- [ACTION ITEM A]:
Answer each question from the passage on human longevity, marking your answers (i), (ii), (iii):
(i) At what age did Jeanne Calment die?
(ii) What has life expectancy at birth reached for girls in Japan?
(iii) What age do many scientists believe to be the "maximum theoretical human lifespan"?
- [ACTION ITEM B]:
Decide whether each statement agrees with the passage on human longevity. Mark your answers (i), (ii), (iii), and support each with the deciding words from the passage:
(i) Mitoyo Kawate was the oldest person who has ever lived.
(ii) The passage says older people are almost universally more involved with civic and community life.
(iii) Many medical demographers think babies born today in wealthy countries may well routinely live to 120.

- [EXERCISE PASSAGE]:

Yesterday, Mitoyo Kawate, who at age 114 was the oldest person on the planet, died. She wasn't the oldest person ever, though - that honor goes to Frenchwoman Jeanne Calment, who died at 122 in 1997 (and there are a fairly large number of people without confirmed birth dates who have lived into their 120s, while in the Caucasus mountains some are thought to have lived to be 140, which is, as far as we know, as long as any human being has lived, ever).
But these records are written in the sand. "May you live to be 100" was, not very long ago, a proverbial wish for extreme good fortune. But already, life expectancy at birth has hit 85 for girls in Japan. That's average, mind you. It also doesn't take into account medical advances being made possible by new technologies and the exploration of the human genome, or, for that matter, behavioral changes in people themselves. These changes are rapidly driving human lifespans forward by months and years at a time.
If you want to, the odds are excellent that you'll live to see 100. If you're under 40, live in the developed world, have decent genes, take reasonable care of your health, and don't have some unlucky accident, you can probably choose now to be healthy, hale and alert into your 100s (possibly decades longer). Babies born today in wealthy countries may well routinely live to 120, many medical demographers think. (Beyond 140 is a crap shoot. There are all sorts of things that suddenly go wrong with our bodies at the extreme end of life, some of them not at all well understood, and many scientists believe 140 or so to be the "maximum theoretical human lifespan.")
The implications of more people living to a robust old age are huge. Nearly all our societal contracts between the young and the old are the products of times when living to be 65 was doing well. So, too, are many of the ways we've been taught to plan our lives.
What does it mean for retirement planning, for example, when you are likely to have thirty or forty years ahead of you at age 65? Do the concepts of career and retirement themselves change?
What about relationships? Does marriage at 20 or 30 as a life-long commitment make sense? (As one wag put it, "I may love you 30 years'-worth, but do I love you 70 years'-worth?") How does knowing your adult great-grandchildren change your perspective?
Older people are almost universally more involved with civic and community life. What does a society of elders look like? Does it become a benign and far-sighted gerontocracy, or an ossified society unable to change and adapt?
Can our economies handle much higher percentages of idle elderly? Can our natural systems handle the strain of populations swollen by increased longevity?

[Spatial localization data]
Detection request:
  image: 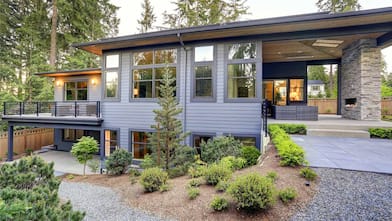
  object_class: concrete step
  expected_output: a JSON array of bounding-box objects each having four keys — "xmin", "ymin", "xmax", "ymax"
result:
[{"xmin": 306, "ymin": 129, "xmax": 370, "ymax": 138}]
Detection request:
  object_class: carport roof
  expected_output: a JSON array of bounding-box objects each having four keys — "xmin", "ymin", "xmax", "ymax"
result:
[{"xmin": 74, "ymin": 7, "xmax": 392, "ymax": 55}]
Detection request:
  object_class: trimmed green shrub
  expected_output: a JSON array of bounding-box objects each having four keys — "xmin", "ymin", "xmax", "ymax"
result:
[
  {"xmin": 140, "ymin": 167, "xmax": 169, "ymax": 192},
  {"xmin": 105, "ymin": 148, "xmax": 132, "ymax": 175},
  {"xmin": 219, "ymin": 156, "xmax": 246, "ymax": 171},
  {"xmin": 299, "ymin": 167, "xmax": 317, "ymax": 181},
  {"xmin": 167, "ymin": 165, "xmax": 188, "ymax": 178},
  {"xmin": 215, "ymin": 180, "xmax": 230, "ymax": 192},
  {"xmin": 201, "ymin": 136, "xmax": 241, "ymax": 163},
  {"xmin": 0, "ymin": 156, "xmax": 85, "ymax": 221},
  {"xmin": 271, "ymin": 124, "xmax": 306, "ymax": 134},
  {"xmin": 140, "ymin": 154, "xmax": 156, "ymax": 169},
  {"xmin": 210, "ymin": 196, "xmax": 229, "ymax": 211},
  {"xmin": 268, "ymin": 125, "xmax": 305, "ymax": 167},
  {"xmin": 278, "ymin": 188, "xmax": 297, "ymax": 203},
  {"xmin": 369, "ymin": 128, "xmax": 392, "ymax": 139},
  {"xmin": 71, "ymin": 137, "xmax": 99, "ymax": 175},
  {"xmin": 188, "ymin": 187, "xmax": 200, "ymax": 200},
  {"xmin": 204, "ymin": 164, "xmax": 232, "ymax": 186},
  {"xmin": 241, "ymin": 146, "xmax": 261, "ymax": 166},
  {"xmin": 227, "ymin": 173, "xmax": 275, "ymax": 210},
  {"xmin": 266, "ymin": 171, "xmax": 278, "ymax": 182},
  {"xmin": 188, "ymin": 178, "xmax": 203, "ymax": 187},
  {"xmin": 87, "ymin": 160, "xmax": 100, "ymax": 173},
  {"xmin": 188, "ymin": 165, "xmax": 207, "ymax": 178}
]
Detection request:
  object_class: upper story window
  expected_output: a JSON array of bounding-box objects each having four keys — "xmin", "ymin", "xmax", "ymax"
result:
[
  {"xmin": 193, "ymin": 45, "xmax": 214, "ymax": 98},
  {"xmin": 227, "ymin": 43, "xmax": 256, "ymax": 99},
  {"xmin": 104, "ymin": 54, "xmax": 120, "ymax": 99},
  {"xmin": 64, "ymin": 81, "xmax": 88, "ymax": 101},
  {"xmin": 131, "ymin": 49, "xmax": 177, "ymax": 98}
]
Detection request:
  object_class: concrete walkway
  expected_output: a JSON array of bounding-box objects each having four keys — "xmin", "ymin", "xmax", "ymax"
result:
[{"xmin": 292, "ymin": 135, "xmax": 392, "ymax": 174}]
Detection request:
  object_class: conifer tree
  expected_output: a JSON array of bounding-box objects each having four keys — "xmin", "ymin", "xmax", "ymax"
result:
[
  {"xmin": 316, "ymin": 0, "xmax": 361, "ymax": 12},
  {"xmin": 149, "ymin": 68, "xmax": 188, "ymax": 169},
  {"xmin": 137, "ymin": 0, "xmax": 156, "ymax": 33}
]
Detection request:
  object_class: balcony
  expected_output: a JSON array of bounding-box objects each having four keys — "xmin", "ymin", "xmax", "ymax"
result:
[{"xmin": 2, "ymin": 101, "xmax": 103, "ymax": 125}]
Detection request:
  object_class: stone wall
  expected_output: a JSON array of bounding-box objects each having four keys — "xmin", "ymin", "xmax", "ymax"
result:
[{"xmin": 341, "ymin": 39, "xmax": 381, "ymax": 120}]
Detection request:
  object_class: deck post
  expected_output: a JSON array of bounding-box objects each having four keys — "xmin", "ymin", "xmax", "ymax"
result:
[
  {"xmin": 7, "ymin": 125, "xmax": 14, "ymax": 161},
  {"xmin": 99, "ymin": 129, "xmax": 105, "ymax": 174}
]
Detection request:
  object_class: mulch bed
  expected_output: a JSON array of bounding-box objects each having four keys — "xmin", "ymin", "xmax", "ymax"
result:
[{"xmin": 63, "ymin": 147, "xmax": 319, "ymax": 220}]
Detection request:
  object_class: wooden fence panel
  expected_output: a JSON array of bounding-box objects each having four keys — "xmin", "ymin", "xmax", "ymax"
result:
[
  {"xmin": 0, "ymin": 128, "xmax": 54, "ymax": 158},
  {"xmin": 308, "ymin": 97, "xmax": 392, "ymax": 115}
]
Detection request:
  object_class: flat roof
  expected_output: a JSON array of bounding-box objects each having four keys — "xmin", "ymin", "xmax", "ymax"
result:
[
  {"xmin": 74, "ymin": 7, "xmax": 392, "ymax": 55},
  {"xmin": 35, "ymin": 68, "xmax": 101, "ymax": 77}
]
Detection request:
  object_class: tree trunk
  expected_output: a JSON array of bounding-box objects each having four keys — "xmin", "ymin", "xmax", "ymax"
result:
[{"xmin": 49, "ymin": 0, "xmax": 58, "ymax": 68}]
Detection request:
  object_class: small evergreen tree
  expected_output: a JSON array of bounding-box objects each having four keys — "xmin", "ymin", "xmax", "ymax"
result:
[
  {"xmin": 149, "ymin": 68, "xmax": 188, "ymax": 169},
  {"xmin": 71, "ymin": 137, "xmax": 99, "ymax": 176},
  {"xmin": 137, "ymin": 0, "xmax": 157, "ymax": 33},
  {"xmin": 0, "ymin": 156, "xmax": 84, "ymax": 221}
]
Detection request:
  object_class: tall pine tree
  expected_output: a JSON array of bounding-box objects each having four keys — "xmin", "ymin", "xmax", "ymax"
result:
[
  {"xmin": 149, "ymin": 68, "xmax": 188, "ymax": 170},
  {"xmin": 316, "ymin": 0, "xmax": 361, "ymax": 12},
  {"xmin": 137, "ymin": 0, "xmax": 157, "ymax": 33},
  {"xmin": 164, "ymin": 0, "xmax": 248, "ymax": 28}
]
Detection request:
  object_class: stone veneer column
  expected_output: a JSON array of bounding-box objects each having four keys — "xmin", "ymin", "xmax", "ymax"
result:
[{"xmin": 341, "ymin": 39, "xmax": 381, "ymax": 120}]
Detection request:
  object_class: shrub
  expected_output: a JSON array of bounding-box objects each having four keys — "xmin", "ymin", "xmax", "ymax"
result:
[
  {"xmin": 188, "ymin": 178, "xmax": 203, "ymax": 187},
  {"xmin": 87, "ymin": 160, "xmax": 100, "ymax": 173},
  {"xmin": 128, "ymin": 168, "xmax": 141, "ymax": 177},
  {"xmin": 204, "ymin": 164, "xmax": 232, "ymax": 185},
  {"xmin": 167, "ymin": 165, "xmax": 188, "ymax": 178},
  {"xmin": 266, "ymin": 171, "xmax": 278, "ymax": 182},
  {"xmin": 271, "ymin": 124, "xmax": 306, "ymax": 134},
  {"xmin": 210, "ymin": 196, "xmax": 229, "ymax": 211},
  {"xmin": 140, "ymin": 167, "xmax": 169, "ymax": 192},
  {"xmin": 268, "ymin": 125, "xmax": 305, "ymax": 167},
  {"xmin": 299, "ymin": 167, "xmax": 317, "ymax": 181},
  {"xmin": 219, "ymin": 156, "xmax": 246, "ymax": 171},
  {"xmin": 188, "ymin": 187, "xmax": 200, "ymax": 200},
  {"xmin": 201, "ymin": 136, "xmax": 241, "ymax": 163},
  {"xmin": 0, "ymin": 156, "xmax": 84, "ymax": 220},
  {"xmin": 105, "ymin": 148, "xmax": 132, "ymax": 175},
  {"xmin": 71, "ymin": 137, "xmax": 99, "ymax": 175},
  {"xmin": 188, "ymin": 165, "xmax": 207, "ymax": 178},
  {"xmin": 140, "ymin": 154, "xmax": 156, "ymax": 169},
  {"xmin": 227, "ymin": 173, "xmax": 275, "ymax": 210},
  {"xmin": 215, "ymin": 180, "xmax": 230, "ymax": 192},
  {"xmin": 241, "ymin": 146, "xmax": 260, "ymax": 166},
  {"xmin": 279, "ymin": 188, "xmax": 297, "ymax": 203},
  {"xmin": 369, "ymin": 128, "xmax": 392, "ymax": 139}
]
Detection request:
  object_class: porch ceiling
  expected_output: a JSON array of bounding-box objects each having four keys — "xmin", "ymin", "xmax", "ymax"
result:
[{"xmin": 263, "ymin": 32, "xmax": 384, "ymax": 63}]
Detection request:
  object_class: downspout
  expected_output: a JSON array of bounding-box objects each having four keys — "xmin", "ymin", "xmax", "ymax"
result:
[{"xmin": 177, "ymin": 32, "xmax": 189, "ymax": 143}]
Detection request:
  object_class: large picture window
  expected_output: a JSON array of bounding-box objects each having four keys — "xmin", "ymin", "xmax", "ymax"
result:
[
  {"xmin": 131, "ymin": 131, "xmax": 151, "ymax": 160},
  {"xmin": 193, "ymin": 46, "xmax": 214, "ymax": 98},
  {"xmin": 131, "ymin": 49, "xmax": 177, "ymax": 99},
  {"xmin": 64, "ymin": 81, "xmax": 88, "ymax": 101},
  {"xmin": 104, "ymin": 54, "xmax": 120, "ymax": 99},
  {"xmin": 227, "ymin": 43, "xmax": 256, "ymax": 99}
]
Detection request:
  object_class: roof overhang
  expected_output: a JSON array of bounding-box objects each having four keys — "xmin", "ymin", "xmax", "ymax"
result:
[
  {"xmin": 74, "ymin": 7, "xmax": 392, "ymax": 55},
  {"xmin": 35, "ymin": 68, "xmax": 101, "ymax": 77}
]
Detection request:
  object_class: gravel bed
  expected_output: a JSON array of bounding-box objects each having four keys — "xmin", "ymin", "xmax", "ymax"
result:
[
  {"xmin": 59, "ymin": 181, "xmax": 169, "ymax": 221},
  {"xmin": 291, "ymin": 168, "xmax": 392, "ymax": 221}
]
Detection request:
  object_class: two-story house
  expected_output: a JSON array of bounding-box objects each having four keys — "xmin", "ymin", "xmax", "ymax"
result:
[{"xmin": 3, "ymin": 8, "xmax": 392, "ymax": 160}]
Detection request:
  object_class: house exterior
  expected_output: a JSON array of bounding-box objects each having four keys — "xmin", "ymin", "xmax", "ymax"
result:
[
  {"xmin": 308, "ymin": 80, "xmax": 325, "ymax": 97},
  {"xmin": 3, "ymin": 8, "xmax": 392, "ymax": 161}
]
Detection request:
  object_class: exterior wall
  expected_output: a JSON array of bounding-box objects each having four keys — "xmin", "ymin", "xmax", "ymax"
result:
[
  {"xmin": 341, "ymin": 39, "xmax": 381, "ymax": 120},
  {"xmin": 54, "ymin": 75, "xmax": 102, "ymax": 101},
  {"xmin": 308, "ymin": 84, "xmax": 325, "ymax": 96},
  {"xmin": 101, "ymin": 42, "xmax": 262, "ymax": 151}
]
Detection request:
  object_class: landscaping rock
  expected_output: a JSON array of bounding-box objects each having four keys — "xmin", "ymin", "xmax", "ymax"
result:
[{"xmin": 291, "ymin": 168, "xmax": 392, "ymax": 221}]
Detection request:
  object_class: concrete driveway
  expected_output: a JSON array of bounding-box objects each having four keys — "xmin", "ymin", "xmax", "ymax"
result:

- [EXPECTED ANSWER A]:
(i) 122
(ii) 85
(iii) 140 or so

- [EXPECTED ANSWER B]:
(i) No: "She wasn't the oldest person ever, though"
(ii) Yes: "Older people are almost universally more involved with civic and community life."
(iii) Yes: "Babies born today in wealthy countries may well routinely live to 120, many medical demographers think."